*** Opening of Supplied passage ***

UK: Is it a war against religion or a war against sex? Updates

PJ: The Republican party has gone so far to the religious right that it begs the question about what their fight is all about. Is it about the freedom they say that the Obama administration is taking away from them (although I can't think of what 'freedom' they have lost). Or is it much stranger than that? Do today's Republicans want everyone to live by their standards? That is to say, their Christian standards? First it was adding abortion to their official platform more than two decades ago, an issue which they have campaigned on ever since. They even have a litmus test for anyone who wants to run as a republican on how they see the issue. They don't want to have government take care of those babies after they are born and they don't really want to fund public education, but by golly birth those babies! Let us also remember that they don't mind sending 18-year-old kids off to war to get the heads blown off. So you would think that the GOP would also be big on preventing pregnancies by the use of contraceptives. Wrong! The war against contraception has begun with leading Christian (Catholic) candidate Rick Santorum decrying that the use of contraceptives "is not OK". He firmly believes marriage is between a man and a woman and sex it solely for the purpose of procreation*. He's even said that if elected president he will actively work to pass laws that address these issues. End of discussion. Yikes!

Now I can name one freedom that the US may be on the verge of losing if the right-wing gets their way.

*http://www.salon.com/2012/01/04/rick_santorum_is_coming_for_your_birth_control/

Updates: From the Washington Post: War on Birth Control http://www.washingtonpost.com/opinions/rachel-maddow-the-gop-war-on-birth-control/2012/02/10/gIQAbZ734Q_story.html?hpid=z3

From the New York Times: The Battle Behind the Fight: http://www.nytimes.com/2012/02/11/opinion/collins-the-battle-behind-the-fight.html?_r=1&hp

The Economist

Barack Obama, Catholics and contraceptives
The accommodation


Feb 10th 2012, 19:51 by C.H. | NEW YORK

IT IS not every day that Republicans can seize on an issue that encapsulates everything they hate about Barack Obama. The recent scandal over contraception comes close. Mr Obama had ordered that all employer-sponsored health insurance cover contraception. The president has ample reason to make contraception available, as my colleague describes here. Churches were exempt; institutions such as Catholic hospitals, which employ workers of all faiths, were not.

*** Close of Supplied passage ***

# What is needed
Copy out the entire post above about Republicans and contraception, word for word.

*** Opening of Records supplied ***

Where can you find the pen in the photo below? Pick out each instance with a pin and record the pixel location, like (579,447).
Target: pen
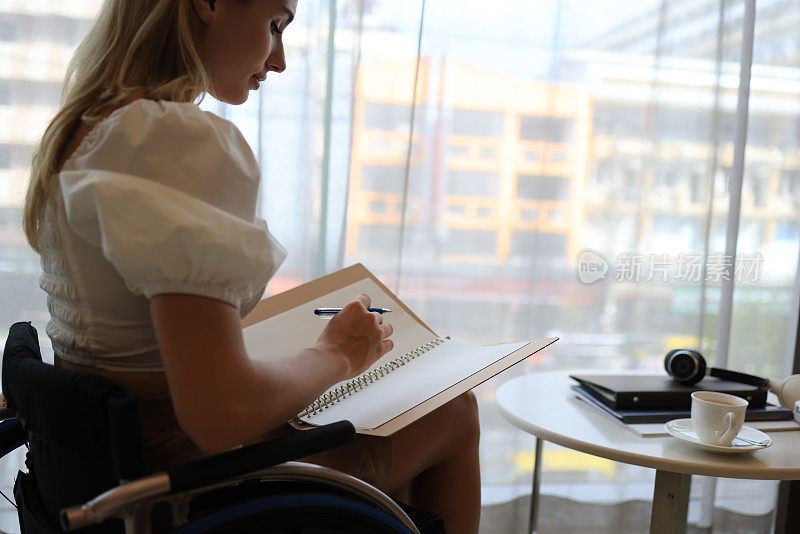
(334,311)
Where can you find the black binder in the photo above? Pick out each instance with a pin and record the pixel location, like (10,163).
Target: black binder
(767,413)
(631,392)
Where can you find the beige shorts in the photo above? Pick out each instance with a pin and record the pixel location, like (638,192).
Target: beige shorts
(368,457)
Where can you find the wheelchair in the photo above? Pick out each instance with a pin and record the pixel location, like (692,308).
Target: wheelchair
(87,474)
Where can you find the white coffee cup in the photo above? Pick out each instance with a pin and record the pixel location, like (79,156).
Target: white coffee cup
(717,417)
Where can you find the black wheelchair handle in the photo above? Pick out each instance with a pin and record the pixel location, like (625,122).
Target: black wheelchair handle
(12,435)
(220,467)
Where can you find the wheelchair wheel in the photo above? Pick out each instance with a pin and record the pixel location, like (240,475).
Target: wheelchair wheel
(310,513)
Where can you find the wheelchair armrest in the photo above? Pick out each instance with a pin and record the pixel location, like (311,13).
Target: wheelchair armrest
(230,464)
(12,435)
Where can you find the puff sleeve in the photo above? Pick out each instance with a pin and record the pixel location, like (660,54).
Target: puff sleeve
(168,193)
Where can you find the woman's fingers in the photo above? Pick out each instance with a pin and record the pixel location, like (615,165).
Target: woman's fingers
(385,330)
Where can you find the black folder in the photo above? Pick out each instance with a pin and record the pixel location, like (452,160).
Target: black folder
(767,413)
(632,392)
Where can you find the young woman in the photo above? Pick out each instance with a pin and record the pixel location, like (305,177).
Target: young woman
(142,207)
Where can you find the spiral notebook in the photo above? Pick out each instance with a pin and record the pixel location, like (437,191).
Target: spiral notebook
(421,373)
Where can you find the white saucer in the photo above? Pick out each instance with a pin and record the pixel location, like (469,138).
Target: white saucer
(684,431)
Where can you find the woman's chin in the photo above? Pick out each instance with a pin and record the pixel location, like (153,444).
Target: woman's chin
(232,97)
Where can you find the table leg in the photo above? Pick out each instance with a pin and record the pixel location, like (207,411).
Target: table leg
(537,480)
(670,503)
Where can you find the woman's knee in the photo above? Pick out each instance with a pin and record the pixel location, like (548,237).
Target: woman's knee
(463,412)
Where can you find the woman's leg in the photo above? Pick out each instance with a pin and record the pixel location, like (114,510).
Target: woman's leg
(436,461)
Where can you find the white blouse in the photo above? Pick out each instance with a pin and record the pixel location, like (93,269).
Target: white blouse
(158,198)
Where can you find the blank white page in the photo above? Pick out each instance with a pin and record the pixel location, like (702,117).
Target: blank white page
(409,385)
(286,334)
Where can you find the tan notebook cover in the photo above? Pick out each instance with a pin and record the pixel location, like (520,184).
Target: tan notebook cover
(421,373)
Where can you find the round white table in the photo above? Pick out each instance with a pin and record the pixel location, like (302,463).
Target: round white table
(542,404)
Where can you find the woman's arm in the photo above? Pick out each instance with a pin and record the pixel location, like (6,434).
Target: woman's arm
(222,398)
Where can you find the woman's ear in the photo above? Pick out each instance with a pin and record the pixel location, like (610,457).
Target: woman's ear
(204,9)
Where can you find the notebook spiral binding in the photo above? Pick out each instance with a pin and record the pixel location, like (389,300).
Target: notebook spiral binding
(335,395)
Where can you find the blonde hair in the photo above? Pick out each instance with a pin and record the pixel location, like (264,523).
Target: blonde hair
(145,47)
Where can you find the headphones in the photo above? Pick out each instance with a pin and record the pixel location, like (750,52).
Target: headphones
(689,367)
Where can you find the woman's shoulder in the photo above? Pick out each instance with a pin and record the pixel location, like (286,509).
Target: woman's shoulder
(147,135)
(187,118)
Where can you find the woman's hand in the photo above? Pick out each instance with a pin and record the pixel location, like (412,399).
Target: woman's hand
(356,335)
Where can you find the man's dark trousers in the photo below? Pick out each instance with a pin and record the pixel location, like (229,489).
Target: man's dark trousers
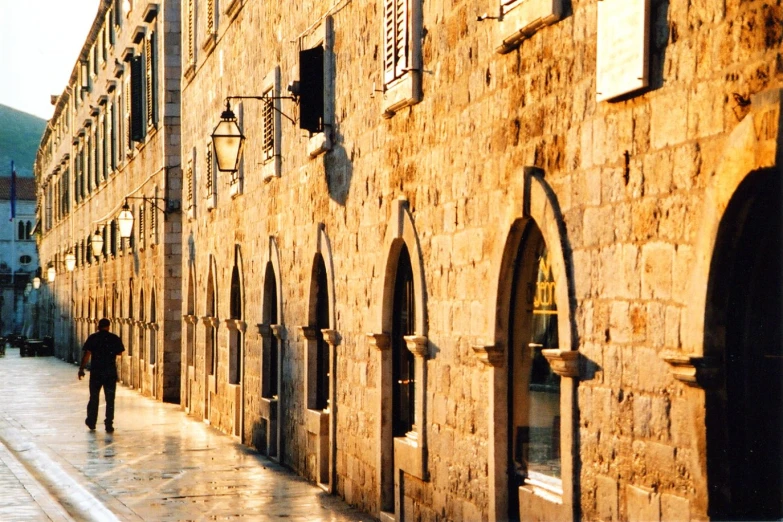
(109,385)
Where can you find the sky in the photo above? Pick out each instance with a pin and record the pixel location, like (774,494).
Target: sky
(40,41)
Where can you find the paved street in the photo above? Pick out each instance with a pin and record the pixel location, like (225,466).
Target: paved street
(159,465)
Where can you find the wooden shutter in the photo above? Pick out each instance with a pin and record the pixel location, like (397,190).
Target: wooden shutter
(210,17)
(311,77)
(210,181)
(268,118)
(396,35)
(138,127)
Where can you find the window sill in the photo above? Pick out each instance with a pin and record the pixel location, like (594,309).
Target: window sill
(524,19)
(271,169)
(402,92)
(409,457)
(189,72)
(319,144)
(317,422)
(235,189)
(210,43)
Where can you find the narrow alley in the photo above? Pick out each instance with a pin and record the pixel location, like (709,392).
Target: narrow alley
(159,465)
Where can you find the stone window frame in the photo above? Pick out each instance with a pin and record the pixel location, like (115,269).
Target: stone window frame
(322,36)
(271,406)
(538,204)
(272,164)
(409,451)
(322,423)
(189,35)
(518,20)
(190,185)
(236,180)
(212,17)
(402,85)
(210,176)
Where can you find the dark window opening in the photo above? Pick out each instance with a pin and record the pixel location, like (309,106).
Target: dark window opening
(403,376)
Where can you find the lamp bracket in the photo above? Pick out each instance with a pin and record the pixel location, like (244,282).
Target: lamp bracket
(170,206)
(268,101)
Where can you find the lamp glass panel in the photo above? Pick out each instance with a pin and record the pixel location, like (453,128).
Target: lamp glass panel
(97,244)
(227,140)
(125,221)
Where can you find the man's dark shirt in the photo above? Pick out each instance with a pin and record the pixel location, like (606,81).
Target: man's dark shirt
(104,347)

*** Close of Records supplied ***

# Written response
UK: Is it a war against religion or a war against sex? Updates

PJ: The Republican party has gone so far to the religious right that it begs the question about what their fight is all about. Is it about the freedom they say that the Obama administration is taking away from them (although I can't think of what 'freedom' they have lost). Or is it much stranger than that? Do today's Republicans want everyone to live by their standards? That is to say, their Christian standards? First it was adding abortion to their official platform more than two decades ago, an issue which they have campaigned on ever since. They even have a litmus test for anyone who wants to run as a republican on how they see the issue. They don't want to have government take care of those babies after they are born and they don't really want to fund public education, but by golly birth those babies! Let us also remember that they don't mind sending 18-year-old kids off to war to get the heads blown off. So you would think that the GOP would also be big on preventing pregnancies by the use of contraceptives. Wrong! The war against contraception has begun with leading Christian (Catholic) candidate Rick Santorum decrying that the use of contraceptives "is not OK". He firmly believes marriage is between a man and a woman and sex it solely for the purpose of procreation*. He's even said that if elected president he will actively work to pass laws that address these issues. End of discussion. Yikes!

Now I can name one freedom that the US may be on the verge of losing if the right-wing gets their way.

*http://www.salon.com/2012/01/04/rick_santorum_is_coming_for_your_birth_control/

Updates: From the Washington Post: War on Birth Control http://www.washingtonpost.com/opinions/rachel-maddow-the-gop-war-on-birth-control/2012/02/10/gIQAbZ734Q_story.html?hpid=z3

From the New York Times: The Battle Behind the Fight: http://www.nytimes.com/2012/02/11/opinion/collins-the-battle-behind-the-fight.html?_r=1&hp

The Economist

Barack Obama, Catholics and contraceptives
The accommodation


Feb 10th 2012, 19:51 by C.H. | NEW YORK

IT IS not every day that Republicans can seize on an issue that encapsulates everything they hate about Barack Obama. The recent scandal over contraception comes close. Mr Obama had ordered that all employer-sponsored health insurance cover contraception. The president has ample reason to make contraception available, as my colleague describes here. Churches were exempt; institutions such as Catholic hospitals, which employ workers of all faiths, were not.